> GIVEN EXERCISE
Reproduce the listing verbatim from the line containing "pin: the t-shirt" through the end of the listing, including both of those lines.

#### SUPPLIED MATERIAL ####

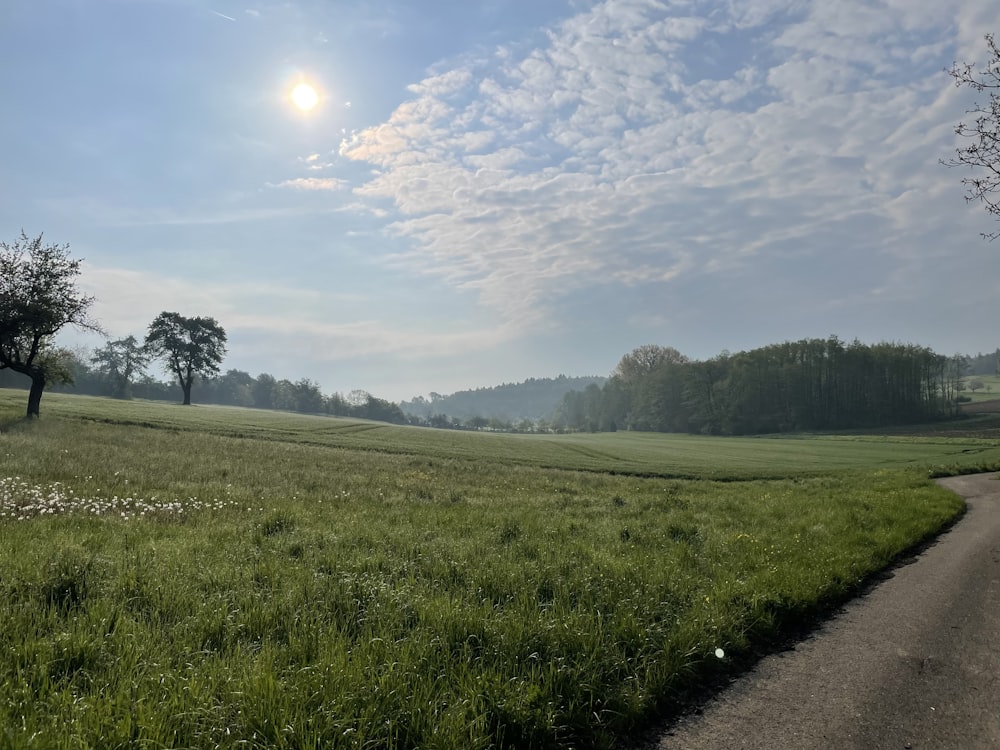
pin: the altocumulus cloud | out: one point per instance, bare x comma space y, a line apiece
646, 143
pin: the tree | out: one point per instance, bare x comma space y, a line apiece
982, 155
38, 298
188, 346
119, 361
644, 360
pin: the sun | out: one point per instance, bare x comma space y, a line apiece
304, 97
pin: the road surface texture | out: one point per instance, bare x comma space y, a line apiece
913, 663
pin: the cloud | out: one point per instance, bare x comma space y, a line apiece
282, 322
619, 154
313, 183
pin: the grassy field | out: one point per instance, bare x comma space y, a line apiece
990, 393
210, 577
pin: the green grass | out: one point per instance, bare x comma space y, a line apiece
992, 382
641, 454
210, 577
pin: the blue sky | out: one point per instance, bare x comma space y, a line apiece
492, 191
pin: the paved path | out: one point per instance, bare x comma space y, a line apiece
914, 663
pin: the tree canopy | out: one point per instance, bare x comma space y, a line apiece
38, 298
119, 362
188, 347
982, 154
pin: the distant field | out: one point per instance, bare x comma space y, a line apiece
644, 454
990, 393
209, 577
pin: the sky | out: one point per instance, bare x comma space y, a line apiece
494, 190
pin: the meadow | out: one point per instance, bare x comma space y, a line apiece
214, 577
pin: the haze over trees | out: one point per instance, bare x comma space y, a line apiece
813, 384
189, 347
38, 298
534, 399
982, 154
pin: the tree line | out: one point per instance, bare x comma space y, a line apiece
39, 297
813, 384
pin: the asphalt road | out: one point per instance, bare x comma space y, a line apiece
914, 663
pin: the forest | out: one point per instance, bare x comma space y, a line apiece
812, 384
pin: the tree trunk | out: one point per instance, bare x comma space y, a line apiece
35, 394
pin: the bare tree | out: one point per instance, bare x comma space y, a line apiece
982, 154
38, 298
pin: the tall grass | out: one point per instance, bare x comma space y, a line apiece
187, 588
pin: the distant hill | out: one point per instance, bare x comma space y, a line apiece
534, 399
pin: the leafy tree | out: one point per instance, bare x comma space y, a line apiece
644, 360
119, 362
982, 154
188, 346
38, 298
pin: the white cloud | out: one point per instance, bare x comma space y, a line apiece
604, 157
313, 183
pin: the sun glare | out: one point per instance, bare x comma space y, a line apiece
304, 97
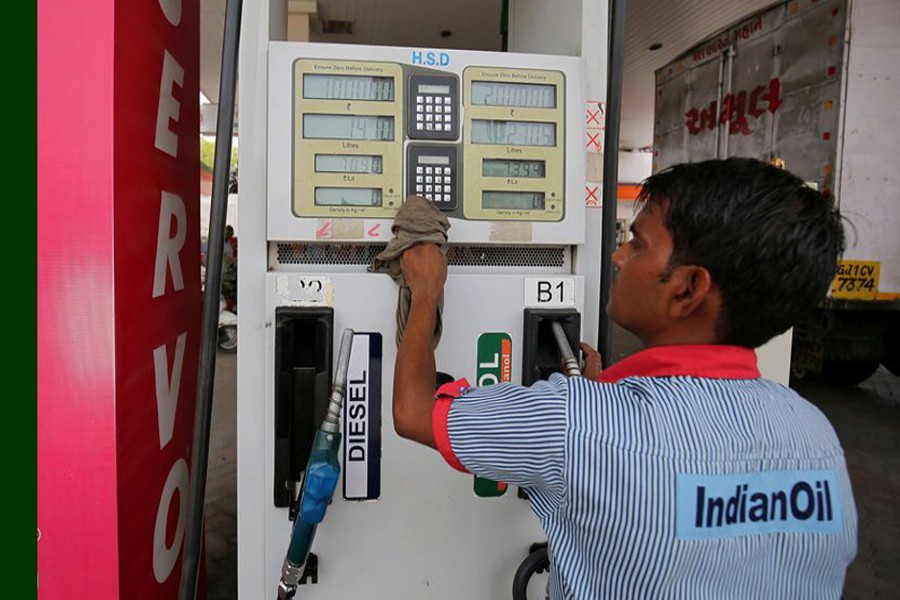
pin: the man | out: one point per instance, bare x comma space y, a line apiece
680, 473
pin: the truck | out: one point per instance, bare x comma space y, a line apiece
810, 85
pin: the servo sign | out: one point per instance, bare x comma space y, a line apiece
362, 419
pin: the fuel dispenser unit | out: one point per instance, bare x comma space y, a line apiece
495, 141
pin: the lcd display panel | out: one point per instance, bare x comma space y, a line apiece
348, 127
348, 87
524, 95
334, 196
349, 163
513, 168
513, 133
513, 200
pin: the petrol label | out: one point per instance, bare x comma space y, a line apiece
362, 419
856, 280
494, 366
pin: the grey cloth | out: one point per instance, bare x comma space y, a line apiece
417, 222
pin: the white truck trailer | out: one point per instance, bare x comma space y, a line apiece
815, 84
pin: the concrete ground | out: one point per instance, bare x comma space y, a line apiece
866, 418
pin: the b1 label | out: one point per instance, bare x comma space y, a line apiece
494, 366
550, 292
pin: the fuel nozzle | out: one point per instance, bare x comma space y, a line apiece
320, 480
565, 351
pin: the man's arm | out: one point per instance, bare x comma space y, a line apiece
425, 271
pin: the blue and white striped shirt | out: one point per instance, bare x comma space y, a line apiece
688, 476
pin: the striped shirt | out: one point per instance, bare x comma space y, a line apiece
682, 474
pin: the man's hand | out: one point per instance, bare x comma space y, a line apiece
593, 363
425, 271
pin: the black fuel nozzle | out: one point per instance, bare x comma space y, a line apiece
549, 334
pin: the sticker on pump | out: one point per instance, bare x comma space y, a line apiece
550, 292
362, 419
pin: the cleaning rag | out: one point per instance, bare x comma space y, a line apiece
417, 222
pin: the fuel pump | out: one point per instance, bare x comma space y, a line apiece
496, 142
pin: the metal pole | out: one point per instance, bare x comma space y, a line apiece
212, 291
611, 167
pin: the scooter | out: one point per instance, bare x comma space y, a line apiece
227, 330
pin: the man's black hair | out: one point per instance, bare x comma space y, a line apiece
770, 242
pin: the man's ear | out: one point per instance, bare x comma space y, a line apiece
693, 287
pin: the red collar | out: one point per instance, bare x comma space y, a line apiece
709, 361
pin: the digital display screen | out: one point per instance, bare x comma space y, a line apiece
348, 127
348, 163
513, 133
434, 160
348, 87
434, 89
525, 95
348, 196
513, 168
513, 200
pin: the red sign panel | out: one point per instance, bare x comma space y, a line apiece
118, 294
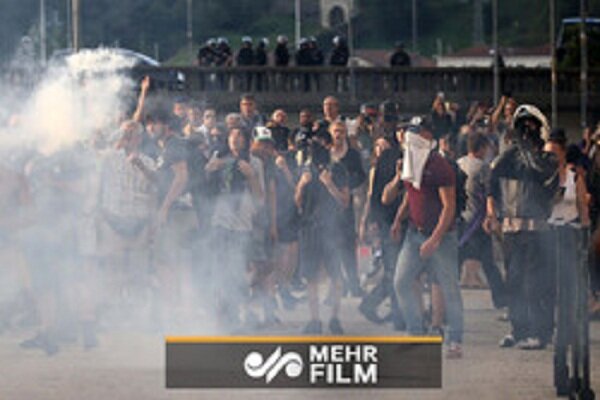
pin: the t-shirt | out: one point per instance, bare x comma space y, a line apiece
235, 208
424, 204
385, 169
284, 192
174, 150
319, 208
476, 186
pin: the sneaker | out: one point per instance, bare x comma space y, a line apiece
335, 326
531, 344
370, 314
507, 341
313, 327
454, 351
503, 317
435, 331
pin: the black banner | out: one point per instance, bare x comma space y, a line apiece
304, 362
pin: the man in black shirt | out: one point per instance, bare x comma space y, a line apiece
350, 158
400, 57
322, 194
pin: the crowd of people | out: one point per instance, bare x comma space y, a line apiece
236, 218
216, 52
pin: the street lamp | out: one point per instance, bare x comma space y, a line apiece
584, 62
75, 24
43, 49
554, 75
190, 31
297, 22
496, 54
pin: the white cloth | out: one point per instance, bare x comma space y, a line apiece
565, 210
417, 150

####

> COMPLETE OUTPUT
pin: the t-shirt | out: one point per instance, bare x comma space y, a line apiece
235, 208
424, 204
385, 169
284, 192
174, 150
319, 208
476, 186
pin: the sneaker | out: one point per instance, bare x comma space y, a line apiece
335, 326
531, 344
370, 314
507, 341
313, 327
454, 351
503, 317
435, 331
pin: the black banner | out: one point per instance, bare x comma space y, a line apiece
304, 362
pin: the man in black shirt | out: one point per instance, bare x comma space y, a line apiece
350, 158
400, 57
322, 194
pin: the crowd of people | out: one point per instance, bare x comma space y, a line apiece
236, 218
216, 52
pin: the street lamp | out: one point per instance, bare x comma space y, a line apiece
584, 62
75, 24
43, 49
554, 75
190, 31
297, 22
496, 54
pin: the white cloth | out: one point per instance, bare x comma space y, a line apiece
565, 210
417, 150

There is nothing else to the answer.